- _Task brief_: Would you extract the whole listing below and retype it exactly?

- _Records to use_:
▼▼▼

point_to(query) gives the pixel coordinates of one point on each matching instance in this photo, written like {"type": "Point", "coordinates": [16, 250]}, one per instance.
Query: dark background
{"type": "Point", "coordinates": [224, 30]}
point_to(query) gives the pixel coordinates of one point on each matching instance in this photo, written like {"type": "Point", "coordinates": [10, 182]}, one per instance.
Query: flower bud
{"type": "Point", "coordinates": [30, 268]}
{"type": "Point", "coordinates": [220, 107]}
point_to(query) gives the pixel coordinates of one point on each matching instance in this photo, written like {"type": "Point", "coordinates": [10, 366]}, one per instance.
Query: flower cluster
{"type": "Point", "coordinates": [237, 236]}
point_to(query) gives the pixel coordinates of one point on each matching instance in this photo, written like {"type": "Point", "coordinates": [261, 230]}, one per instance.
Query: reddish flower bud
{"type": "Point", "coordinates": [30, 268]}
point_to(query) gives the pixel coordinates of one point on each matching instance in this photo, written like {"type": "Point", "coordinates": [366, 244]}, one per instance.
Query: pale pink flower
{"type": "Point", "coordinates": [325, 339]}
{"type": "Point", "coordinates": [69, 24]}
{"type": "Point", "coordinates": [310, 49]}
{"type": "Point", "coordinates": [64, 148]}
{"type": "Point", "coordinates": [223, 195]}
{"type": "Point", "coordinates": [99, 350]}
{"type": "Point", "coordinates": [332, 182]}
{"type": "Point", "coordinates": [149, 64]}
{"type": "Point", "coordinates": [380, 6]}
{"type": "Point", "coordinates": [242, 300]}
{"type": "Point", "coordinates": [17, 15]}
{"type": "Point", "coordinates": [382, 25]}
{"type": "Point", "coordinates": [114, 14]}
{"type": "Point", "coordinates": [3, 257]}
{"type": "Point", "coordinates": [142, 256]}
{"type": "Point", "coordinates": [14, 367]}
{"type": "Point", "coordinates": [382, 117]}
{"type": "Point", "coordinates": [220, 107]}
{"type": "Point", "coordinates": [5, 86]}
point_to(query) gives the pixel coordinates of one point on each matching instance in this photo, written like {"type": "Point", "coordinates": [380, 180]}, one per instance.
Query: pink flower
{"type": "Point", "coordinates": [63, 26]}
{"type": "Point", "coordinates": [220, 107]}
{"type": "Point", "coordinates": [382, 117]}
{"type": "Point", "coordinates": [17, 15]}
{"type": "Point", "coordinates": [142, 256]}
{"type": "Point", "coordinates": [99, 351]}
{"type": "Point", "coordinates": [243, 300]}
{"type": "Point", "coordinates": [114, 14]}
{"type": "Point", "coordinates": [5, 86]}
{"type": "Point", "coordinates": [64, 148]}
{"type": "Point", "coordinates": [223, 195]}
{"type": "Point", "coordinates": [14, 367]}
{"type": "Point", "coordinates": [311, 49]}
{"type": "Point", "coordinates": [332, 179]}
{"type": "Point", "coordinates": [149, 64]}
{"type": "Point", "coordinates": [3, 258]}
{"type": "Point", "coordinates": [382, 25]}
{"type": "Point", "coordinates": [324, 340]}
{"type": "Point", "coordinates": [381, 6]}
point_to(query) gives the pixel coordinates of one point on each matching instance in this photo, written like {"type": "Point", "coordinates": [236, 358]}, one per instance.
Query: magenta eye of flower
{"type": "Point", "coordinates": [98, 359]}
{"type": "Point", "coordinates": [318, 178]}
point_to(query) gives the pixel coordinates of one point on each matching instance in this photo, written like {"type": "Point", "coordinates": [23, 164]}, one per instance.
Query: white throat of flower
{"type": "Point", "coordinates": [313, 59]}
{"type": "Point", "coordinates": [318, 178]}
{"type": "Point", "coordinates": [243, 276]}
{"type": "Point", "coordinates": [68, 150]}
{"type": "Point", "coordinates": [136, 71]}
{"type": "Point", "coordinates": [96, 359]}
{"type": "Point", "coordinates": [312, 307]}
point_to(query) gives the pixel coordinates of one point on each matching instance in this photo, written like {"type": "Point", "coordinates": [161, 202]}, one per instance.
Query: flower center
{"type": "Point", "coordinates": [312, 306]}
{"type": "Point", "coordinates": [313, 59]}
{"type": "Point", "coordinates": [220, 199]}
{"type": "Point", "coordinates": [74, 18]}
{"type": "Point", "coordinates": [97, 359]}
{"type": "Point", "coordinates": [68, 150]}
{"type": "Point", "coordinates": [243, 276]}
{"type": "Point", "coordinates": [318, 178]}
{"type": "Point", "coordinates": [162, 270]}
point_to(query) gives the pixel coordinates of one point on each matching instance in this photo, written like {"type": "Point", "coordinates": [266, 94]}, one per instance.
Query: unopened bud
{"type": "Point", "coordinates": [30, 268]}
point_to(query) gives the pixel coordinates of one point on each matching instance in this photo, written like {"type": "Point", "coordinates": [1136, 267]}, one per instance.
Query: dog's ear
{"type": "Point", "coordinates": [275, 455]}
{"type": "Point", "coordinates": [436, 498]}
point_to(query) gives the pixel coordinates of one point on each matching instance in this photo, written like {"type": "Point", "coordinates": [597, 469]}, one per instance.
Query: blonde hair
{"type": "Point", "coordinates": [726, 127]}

▲▲▲

- _Exercise response_:
point_to(query) gives the pixel coordinates of one point on each matching instance in this photo, written like {"type": "Point", "coordinates": [16, 250]}, one per instance.
Query: dark background
{"type": "Point", "coordinates": [224, 30]}
point_to(query) gives the pixel coordinates of one point on each matching instance in this photo, written like {"type": "Point", "coordinates": [10, 182]}, one per instance.
Query: flower bud
{"type": "Point", "coordinates": [30, 268]}
{"type": "Point", "coordinates": [220, 107]}
point_to(query) gives the pixel coordinates of one point on each matching instance in this photo, written like {"type": "Point", "coordinates": [10, 366]}, one per instance.
Query: flower cluster
{"type": "Point", "coordinates": [237, 236]}
point_to(query) gives the pixel coordinates of one point on each matching instance in this photo, written like {"type": "Point", "coordinates": [261, 230]}, one per instance.
Query: reddish flower bud
{"type": "Point", "coordinates": [30, 268]}
point_to(query) gives the pixel coordinates of one point on each matching instance in this photo, written like {"type": "Point", "coordinates": [366, 244]}, one per instance.
Query: pale pink flower
{"type": "Point", "coordinates": [325, 339]}
{"type": "Point", "coordinates": [69, 24]}
{"type": "Point", "coordinates": [310, 49]}
{"type": "Point", "coordinates": [64, 148]}
{"type": "Point", "coordinates": [223, 195]}
{"type": "Point", "coordinates": [99, 350]}
{"type": "Point", "coordinates": [332, 182]}
{"type": "Point", "coordinates": [149, 64]}
{"type": "Point", "coordinates": [380, 6]}
{"type": "Point", "coordinates": [242, 300]}
{"type": "Point", "coordinates": [17, 15]}
{"type": "Point", "coordinates": [382, 25]}
{"type": "Point", "coordinates": [114, 14]}
{"type": "Point", "coordinates": [3, 257]}
{"type": "Point", "coordinates": [142, 256]}
{"type": "Point", "coordinates": [14, 367]}
{"type": "Point", "coordinates": [382, 117]}
{"type": "Point", "coordinates": [220, 107]}
{"type": "Point", "coordinates": [5, 86]}
point_to(query) gives the pixel coordinates of one point on each matching instance in this photo, written like {"type": "Point", "coordinates": [380, 180]}, one per instance.
Query: pink flower
{"type": "Point", "coordinates": [63, 26]}
{"type": "Point", "coordinates": [220, 107]}
{"type": "Point", "coordinates": [382, 117]}
{"type": "Point", "coordinates": [17, 15]}
{"type": "Point", "coordinates": [142, 256]}
{"type": "Point", "coordinates": [99, 351]}
{"type": "Point", "coordinates": [243, 300]}
{"type": "Point", "coordinates": [114, 14]}
{"type": "Point", "coordinates": [5, 86]}
{"type": "Point", "coordinates": [64, 148]}
{"type": "Point", "coordinates": [223, 195]}
{"type": "Point", "coordinates": [14, 367]}
{"type": "Point", "coordinates": [311, 49]}
{"type": "Point", "coordinates": [332, 179]}
{"type": "Point", "coordinates": [149, 64]}
{"type": "Point", "coordinates": [3, 258]}
{"type": "Point", "coordinates": [382, 25]}
{"type": "Point", "coordinates": [324, 340]}
{"type": "Point", "coordinates": [381, 6]}
point_to(query) gives the pixel coordinates of one point on each matching instance in this photo, written like {"type": "Point", "coordinates": [236, 358]}, one per instance.
Query: magenta eye of flower
{"type": "Point", "coordinates": [98, 359]}
{"type": "Point", "coordinates": [318, 178]}
point_to(query) gives the pixel coordinates of one point on each matching instance in this photo, written like {"type": "Point", "coordinates": [23, 164]}, one per instance.
Query: white throat of flower
{"type": "Point", "coordinates": [313, 59]}
{"type": "Point", "coordinates": [318, 178]}
{"type": "Point", "coordinates": [243, 276]}
{"type": "Point", "coordinates": [68, 150]}
{"type": "Point", "coordinates": [136, 71]}
{"type": "Point", "coordinates": [96, 359]}
{"type": "Point", "coordinates": [312, 307]}
point_to(query) gives the pixel coordinates of one point on each matching instance in this photo, written like {"type": "Point", "coordinates": [161, 202]}, one per instance.
Query: flower center
{"type": "Point", "coordinates": [312, 306]}
{"type": "Point", "coordinates": [313, 59]}
{"type": "Point", "coordinates": [220, 199]}
{"type": "Point", "coordinates": [74, 18]}
{"type": "Point", "coordinates": [97, 359]}
{"type": "Point", "coordinates": [68, 150]}
{"type": "Point", "coordinates": [243, 276]}
{"type": "Point", "coordinates": [318, 178]}
{"type": "Point", "coordinates": [162, 270]}
point_to(query) gives the pixel coordinates of one point on each matching instance in this photo, written like {"type": "Point", "coordinates": [266, 94]}, one per instance.
Query: unopened bud
{"type": "Point", "coordinates": [30, 268]}
point_to(query) gives the pixel coordinates of one point on each matching instance in this photo, written like {"type": "Point", "coordinates": [1136, 267]}, one per instance.
Query: dog's ear
{"type": "Point", "coordinates": [275, 455]}
{"type": "Point", "coordinates": [436, 498]}
point_to(query) gives the pixel coordinates of one point on each matching instance in this photo, written like {"type": "Point", "coordinates": [597, 469]}, one per instance.
Query: blonde hair
{"type": "Point", "coordinates": [726, 127]}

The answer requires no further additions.